Natural language region descriptions
※

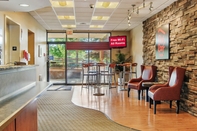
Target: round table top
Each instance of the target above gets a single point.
(148, 84)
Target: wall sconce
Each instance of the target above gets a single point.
(136, 10)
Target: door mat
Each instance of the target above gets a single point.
(60, 88)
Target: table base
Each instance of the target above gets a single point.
(123, 89)
(98, 94)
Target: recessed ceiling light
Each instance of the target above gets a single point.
(69, 26)
(24, 5)
(106, 4)
(100, 18)
(62, 3)
(96, 26)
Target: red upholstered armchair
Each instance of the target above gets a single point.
(148, 74)
(169, 91)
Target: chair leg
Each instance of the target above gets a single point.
(129, 91)
(147, 99)
(170, 104)
(150, 102)
(177, 106)
(139, 94)
(155, 104)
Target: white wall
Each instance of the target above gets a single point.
(137, 46)
(27, 22)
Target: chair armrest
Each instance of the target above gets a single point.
(166, 93)
(135, 80)
(157, 86)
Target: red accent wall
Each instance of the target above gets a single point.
(87, 46)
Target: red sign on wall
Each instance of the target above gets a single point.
(117, 41)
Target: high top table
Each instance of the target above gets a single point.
(98, 66)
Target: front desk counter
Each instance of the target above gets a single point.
(18, 105)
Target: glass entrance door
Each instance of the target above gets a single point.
(56, 63)
(75, 58)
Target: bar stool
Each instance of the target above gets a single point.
(134, 69)
(110, 73)
(128, 70)
(90, 76)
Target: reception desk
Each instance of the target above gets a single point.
(18, 93)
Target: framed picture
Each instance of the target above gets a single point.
(162, 42)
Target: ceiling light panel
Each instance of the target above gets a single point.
(69, 26)
(96, 26)
(62, 4)
(100, 18)
(106, 4)
(66, 17)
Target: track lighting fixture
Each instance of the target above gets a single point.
(137, 9)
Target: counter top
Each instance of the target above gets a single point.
(11, 107)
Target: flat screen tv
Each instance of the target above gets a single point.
(117, 41)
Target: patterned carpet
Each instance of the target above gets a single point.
(56, 112)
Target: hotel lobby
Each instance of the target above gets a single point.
(158, 33)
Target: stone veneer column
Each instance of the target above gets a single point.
(182, 19)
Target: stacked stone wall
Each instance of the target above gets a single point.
(182, 19)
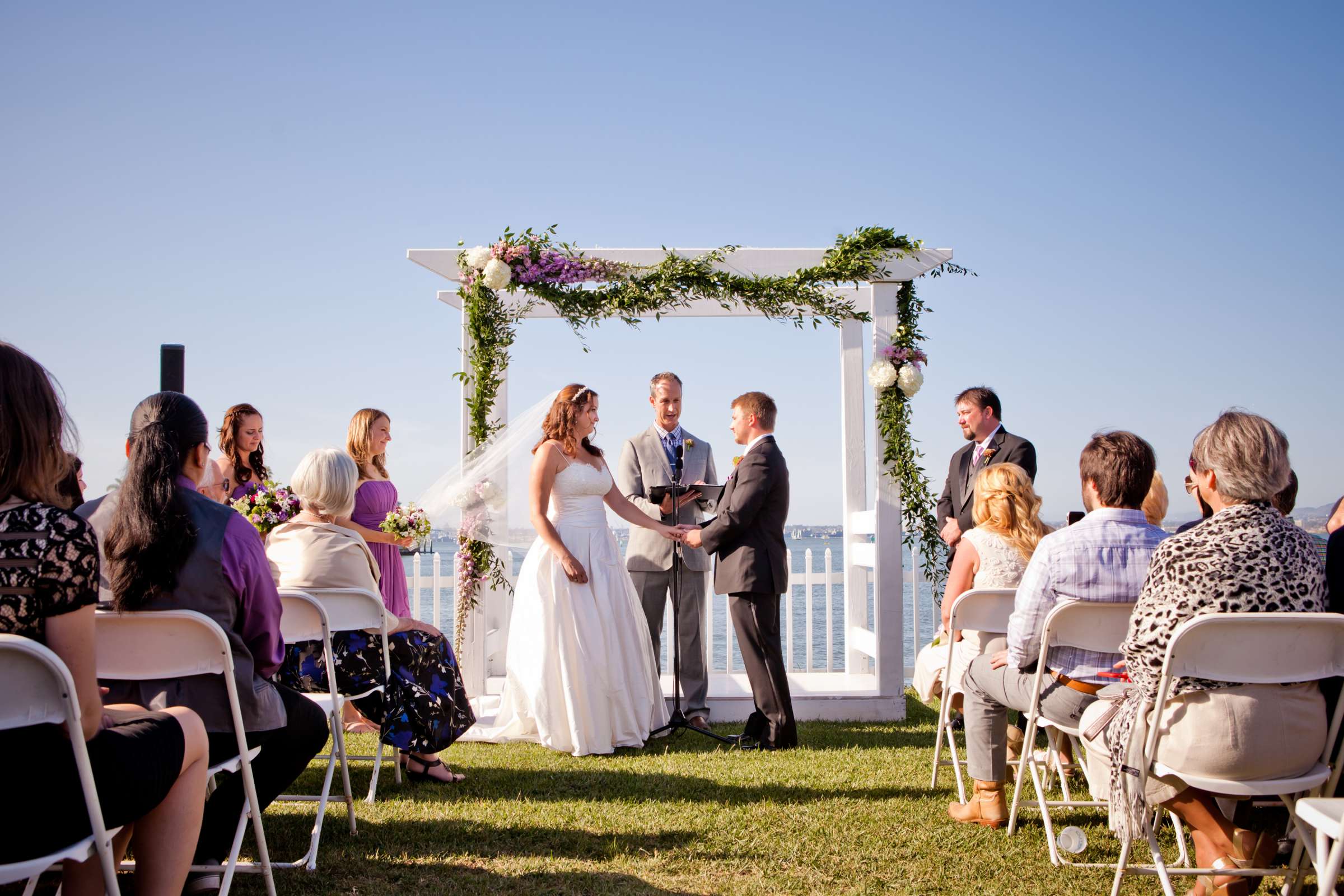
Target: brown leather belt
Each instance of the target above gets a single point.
(1082, 687)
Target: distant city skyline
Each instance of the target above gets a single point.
(1150, 195)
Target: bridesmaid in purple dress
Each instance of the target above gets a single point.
(370, 432)
(241, 463)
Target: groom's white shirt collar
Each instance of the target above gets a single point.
(753, 444)
(986, 444)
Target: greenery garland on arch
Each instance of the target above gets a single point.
(586, 291)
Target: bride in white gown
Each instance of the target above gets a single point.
(581, 672)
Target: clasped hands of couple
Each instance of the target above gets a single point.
(686, 534)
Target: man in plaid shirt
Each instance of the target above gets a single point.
(1101, 558)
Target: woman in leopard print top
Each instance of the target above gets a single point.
(1247, 558)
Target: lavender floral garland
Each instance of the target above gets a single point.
(559, 274)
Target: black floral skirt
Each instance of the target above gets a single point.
(422, 710)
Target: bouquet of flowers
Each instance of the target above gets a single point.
(898, 366)
(268, 506)
(533, 258)
(407, 520)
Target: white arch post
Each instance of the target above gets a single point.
(871, 684)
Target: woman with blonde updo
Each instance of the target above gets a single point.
(992, 555)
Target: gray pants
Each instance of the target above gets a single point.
(991, 693)
(655, 591)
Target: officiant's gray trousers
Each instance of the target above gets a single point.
(991, 693)
(655, 593)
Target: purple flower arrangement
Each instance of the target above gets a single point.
(268, 506)
(905, 355)
(533, 258)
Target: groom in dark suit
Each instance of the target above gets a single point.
(752, 568)
(980, 418)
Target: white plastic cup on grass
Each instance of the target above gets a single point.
(1072, 840)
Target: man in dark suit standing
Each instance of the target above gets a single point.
(752, 568)
(980, 418)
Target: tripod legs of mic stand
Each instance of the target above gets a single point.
(679, 722)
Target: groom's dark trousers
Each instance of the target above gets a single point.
(756, 618)
(746, 539)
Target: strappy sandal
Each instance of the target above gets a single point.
(1258, 851)
(422, 776)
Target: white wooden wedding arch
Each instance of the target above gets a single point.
(871, 683)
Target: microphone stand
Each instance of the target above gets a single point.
(679, 722)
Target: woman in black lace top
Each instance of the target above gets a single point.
(150, 767)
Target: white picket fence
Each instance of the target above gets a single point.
(819, 606)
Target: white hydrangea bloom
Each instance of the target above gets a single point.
(479, 257)
(496, 274)
(465, 496)
(882, 375)
(911, 379)
(491, 493)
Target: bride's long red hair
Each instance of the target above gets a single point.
(561, 419)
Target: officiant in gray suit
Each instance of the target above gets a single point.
(647, 461)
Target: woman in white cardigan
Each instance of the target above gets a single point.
(424, 708)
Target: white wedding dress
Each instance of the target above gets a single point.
(581, 672)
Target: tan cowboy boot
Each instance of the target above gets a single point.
(987, 806)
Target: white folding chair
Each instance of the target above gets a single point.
(1323, 817)
(978, 610)
(303, 618)
(38, 689)
(1244, 648)
(176, 644)
(1089, 625)
(361, 610)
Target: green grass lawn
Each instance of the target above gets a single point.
(847, 813)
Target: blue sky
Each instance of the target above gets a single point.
(1151, 195)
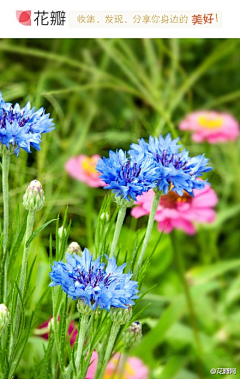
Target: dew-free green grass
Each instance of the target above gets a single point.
(104, 95)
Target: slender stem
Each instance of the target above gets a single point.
(112, 338)
(123, 365)
(5, 171)
(155, 204)
(119, 223)
(29, 230)
(89, 217)
(180, 264)
(81, 340)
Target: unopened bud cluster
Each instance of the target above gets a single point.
(120, 316)
(132, 336)
(33, 199)
(74, 247)
(4, 316)
(84, 309)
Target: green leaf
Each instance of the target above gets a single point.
(38, 231)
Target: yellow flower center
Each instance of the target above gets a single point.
(210, 121)
(170, 200)
(88, 164)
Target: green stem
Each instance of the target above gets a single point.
(112, 338)
(89, 217)
(123, 365)
(180, 264)
(155, 204)
(5, 171)
(119, 223)
(81, 340)
(29, 230)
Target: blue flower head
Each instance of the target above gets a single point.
(84, 279)
(176, 169)
(126, 177)
(22, 128)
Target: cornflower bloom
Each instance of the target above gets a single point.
(127, 178)
(175, 168)
(22, 128)
(84, 279)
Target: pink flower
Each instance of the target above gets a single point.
(211, 126)
(134, 368)
(72, 331)
(83, 169)
(175, 212)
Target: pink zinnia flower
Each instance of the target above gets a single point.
(72, 331)
(134, 368)
(211, 126)
(83, 169)
(175, 212)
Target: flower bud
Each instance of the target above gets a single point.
(132, 336)
(4, 316)
(104, 216)
(74, 247)
(84, 309)
(120, 316)
(33, 199)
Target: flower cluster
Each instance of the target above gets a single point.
(211, 126)
(134, 368)
(84, 279)
(175, 169)
(22, 128)
(127, 178)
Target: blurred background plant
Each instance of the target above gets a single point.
(105, 94)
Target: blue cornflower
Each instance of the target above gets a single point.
(84, 279)
(176, 170)
(22, 128)
(126, 177)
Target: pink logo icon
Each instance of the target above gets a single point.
(24, 17)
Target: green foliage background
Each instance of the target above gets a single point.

※

• _EXERCISE DIRECTIONS_
Word for word, set down each record shown above, omitting the pictures.

• _EXERCISE ANSWER_
Target: round table top
Each instance of the target above gets a single point.
(148, 84)
Target: wall sconce
Each instance of the target above gets a single point.
(136, 10)
Target: door mat
Each instance of the target above gets a single point.
(60, 88)
Target: table base
Each instance of the target above gets a single point.
(123, 89)
(98, 94)
Target: recessed ceiling light
Each instance of the target above gets a single point.
(69, 26)
(24, 5)
(106, 4)
(100, 18)
(62, 3)
(96, 26)
Target: red upholstered armchair
Each instance of the target above gets a single point.
(148, 74)
(169, 91)
Target: chair leg
Each instance of the target above gets a single point.
(129, 91)
(147, 99)
(170, 104)
(150, 102)
(177, 106)
(139, 94)
(155, 104)
Target: white wall
Each instance of the target above gets a single point.
(137, 46)
(27, 22)
Target: chair armrest
Each instance of the target above gets a single point.
(166, 93)
(135, 80)
(157, 86)
Target: red accent wall
Each instance of the target above gets a single point.
(87, 46)
Target: red sign on wall
Each instance of the target above gets a single point.
(117, 41)
Target: high top table
Each instance of the target above gets a single point.
(98, 66)
Target: front desk counter
Each instance of the target above gets a single point.
(18, 105)
Target: glass entrance door
Each instance of the target above gets a single point.
(56, 63)
(75, 58)
Target: bar stool
Each instance of the target above gets a single point.
(134, 69)
(110, 73)
(128, 70)
(90, 76)
Target: reception desk
Each instance of the target above gets a single point.
(18, 93)
Target: framed picture
Each instance of the target above gets a single point.
(162, 42)
Target: ceiling light panel
Each instance of the target above gets a single point.
(69, 26)
(96, 26)
(62, 4)
(100, 18)
(106, 4)
(66, 17)
Target: track lighting fixture
Each instance of the target above gets a single point.
(137, 9)
Target: counter top
Each instance of the target above gets a single point.
(11, 107)
Target: flat screen tv
Each instance of the target above gets a single point.
(117, 41)
Target: patterned carpet
Each instance of the target above gets a single point.
(56, 112)
Target: hotel lobby
Each instance of the target above gets a single point.
(158, 33)
Target: stone veneer column
Each instance of the target above gets a single point.
(182, 19)
Target: stacked stone wall
Each instance of the target above gets a single point.
(182, 19)
Target: brown leather belt
Each instance of the target above gets a single point.
(1082, 687)
Target: distant city skyline
Each instance of the target above gets a single point.
(1150, 195)
Target: bridesmaid in purple dress
Each instance of the target above gets a single point.
(370, 432)
(241, 463)
Target: groom's white shirt collar
Each instance of the target above gets a single point.
(753, 444)
(986, 444)
Target: greenery garland on arch
Each instance of the target above gets a single point.
(586, 291)
Target: bride in white gown
Each instance of the target above gets a single point.
(581, 672)
Target: clasped hands of couple
Each instance of the target above gets a single point.
(686, 534)
Target: man in plaid shirt
Each instance of the target above gets a single point.
(1101, 558)
Target: woman in leopard print top
Each instance of the target above gets a single point.
(1247, 558)
Target: lavender floral garland
Each instance of the target above gets a single point.
(559, 274)
Target: black floral skirt
Each instance of the target above gets a single point.
(422, 710)
Target: bouquet of flowers
Each instance of the target above gets a single point.
(898, 366)
(268, 506)
(533, 258)
(407, 520)
Target: white arch post
Each instance of the target above gets a single point.
(871, 684)
Target: woman with blonde updo
Each instance of the target above gets a single point.
(992, 555)
Target: gray pants
Each instance of the target above gets a single point.
(991, 693)
(655, 591)
Target: officiant's gray trousers
Each instance of the target above gets a single point.
(991, 693)
(655, 593)
Target: purple flower arrangement
Each instance of the target above gets a single point.
(268, 506)
(905, 355)
(533, 258)
Target: groom in dark suit
Each instance of the target above gets a single point.
(752, 568)
(980, 418)
Target: white plastic cup on grass
Each instance of the target above gets a single point.
(1072, 840)
Target: man in dark suit standing
Each instance of the target above gets a single point.
(752, 568)
(980, 418)
Target: tripod legs of mic stand
Each instance of the target above gets a single point.
(679, 722)
Target: groom's dark trousers
Each instance of the target above gets a single point.
(756, 618)
(746, 539)
Target: strappy sandal
Each instance of the target above gets a single point.
(1258, 851)
(422, 776)
Target: white wooden wedding arch
Each instance of the target above gets a single point.
(871, 683)
Target: microphone stand
Each instance of the target above gets a single point.
(679, 722)
Target: woman in black lace top
Each instance of the target above gets a single point.
(150, 767)
Target: white picket fence
Each instance of the target above gets a single point.
(819, 606)
Target: white hydrangea bloom
Each instance of the target above gets a single point.
(479, 257)
(496, 274)
(465, 496)
(882, 375)
(911, 379)
(491, 493)
Target: bride's long red hair
Each instance of the target above gets a single point.
(561, 419)
Target: officiant in gray suit
Each instance of the target above gets a single point.
(647, 461)
Target: woman in white cardigan
Each instance of the target above gets a single point.
(424, 708)
Target: white wedding dress
Each instance of the target above gets a single point.
(581, 672)
Target: tan cowboy boot
Each instance of the target above gets a single point.
(987, 806)
Target: white folding chair
Each instance of the target above gets a single point.
(1323, 817)
(978, 610)
(303, 618)
(38, 689)
(1244, 648)
(176, 644)
(1089, 625)
(361, 610)
Target: green grass lawn
Each instance of the target above gets a single point.
(847, 813)
Target: blue sky
Each instance of the target above gets a single point.
(1151, 195)
Target: dew-free green grass
Each instance of the target above gets a single point.
(104, 95)
Target: slender stem
Each instance of the target above gets a single point.
(112, 338)
(123, 365)
(5, 171)
(155, 204)
(119, 223)
(29, 230)
(89, 217)
(180, 264)
(81, 340)
Target: unopened bud cluster
Each instance of the target above gets a single point.
(120, 316)
(132, 336)
(33, 199)
(74, 247)
(4, 316)
(84, 309)
Target: green leaf
Each instance of the target above gets a single point.
(38, 231)
Target: yellow flower center
Each instance of the target above gets a single point.
(210, 121)
(170, 200)
(88, 164)
Target: green stem
Each instance of the target above gets a single point.
(112, 338)
(89, 217)
(123, 365)
(180, 264)
(155, 204)
(5, 171)
(119, 223)
(81, 340)
(29, 230)
Target: blue flower head
Each instance of the target above gets a single point.
(84, 279)
(176, 169)
(126, 177)
(22, 128)
Target: cornflower bloom
Each instance of the target above gets a single point.
(127, 178)
(175, 168)
(22, 128)
(84, 279)
Target: pink flower
Each instance of the target above gets a single point.
(211, 126)
(134, 368)
(72, 331)
(83, 169)
(175, 212)
Target: pink zinnia flower
Each instance of the target above gets a single point.
(72, 331)
(134, 368)
(211, 126)
(83, 169)
(175, 212)
Target: flower bud
Each instance of the target above gets a single point.
(132, 336)
(4, 316)
(104, 216)
(74, 247)
(84, 309)
(120, 316)
(33, 199)
Target: flower cluster
Each instance of the target above gets a single point.
(211, 126)
(134, 368)
(84, 279)
(175, 169)
(22, 128)
(127, 178)
Target: blurred background plant
Each instance of the target above gets a single point.
(105, 94)
Target: blue cornflower
Each instance of the target above gets a single point.
(84, 279)
(176, 170)
(22, 128)
(126, 177)
Target: pink logo icon
Each instance of the target above gets a single point.
(24, 17)
Target: green foliage background
Each instance of the target above gets a single point.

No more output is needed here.